▶ [Instructions for the task]: Locate every line in the listing below that contains the string "this", and copy each of those lines. The match is case-sensitive.

▶ [Records to use]:
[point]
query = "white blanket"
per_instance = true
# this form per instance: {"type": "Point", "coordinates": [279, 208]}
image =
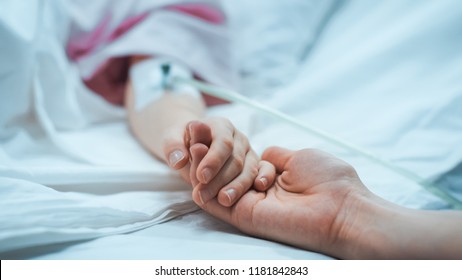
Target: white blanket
{"type": "Point", "coordinates": [385, 76]}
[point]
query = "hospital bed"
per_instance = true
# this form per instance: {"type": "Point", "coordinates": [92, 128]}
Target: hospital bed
{"type": "Point", "coordinates": [386, 76]}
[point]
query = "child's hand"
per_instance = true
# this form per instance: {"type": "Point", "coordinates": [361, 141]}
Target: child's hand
{"type": "Point", "coordinates": [229, 168]}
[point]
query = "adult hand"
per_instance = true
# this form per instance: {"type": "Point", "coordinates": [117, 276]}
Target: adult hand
{"type": "Point", "coordinates": [307, 206]}
{"type": "Point", "coordinates": [229, 167]}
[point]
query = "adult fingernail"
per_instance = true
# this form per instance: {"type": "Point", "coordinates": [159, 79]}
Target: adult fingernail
{"type": "Point", "coordinates": [231, 194]}
{"type": "Point", "coordinates": [206, 175]}
{"type": "Point", "coordinates": [174, 157]}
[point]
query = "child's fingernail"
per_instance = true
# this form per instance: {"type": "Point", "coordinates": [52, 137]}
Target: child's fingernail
{"type": "Point", "coordinates": [231, 194]}
{"type": "Point", "coordinates": [175, 157]}
{"type": "Point", "coordinates": [206, 175]}
{"type": "Point", "coordinates": [203, 196]}
{"type": "Point", "coordinates": [264, 181]}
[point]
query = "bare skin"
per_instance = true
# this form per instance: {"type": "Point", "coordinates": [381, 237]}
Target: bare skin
{"type": "Point", "coordinates": [317, 202]}
{"type": "Point", "coordinates": [163, 127]}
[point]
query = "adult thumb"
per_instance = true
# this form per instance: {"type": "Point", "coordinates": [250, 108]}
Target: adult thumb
{"type": "Point", "coordinates": [278, 157]}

▶ [Result]:
# this form per instance: {"type": "Point", "coordinates": [279, 208]}
# this form per instance: {"type": "Point", "coordinates": [92, 128]}
# this form per instance: {"type": "Point", "coordinates": [361, 141]}
# this form per instance: {"type": "Point", "coordinates": [117, 276]}
# this form per instance: {"type": "Point", "coordinates": [159, 79]}
# this form per instance: {"type": "Point", "coordinates": [52, 137]}
# this form per instance: {"type": "Point", "coordinates": [381, 237]}
# this form per instance: {"type": "Point", "coordinates": [250, 108]}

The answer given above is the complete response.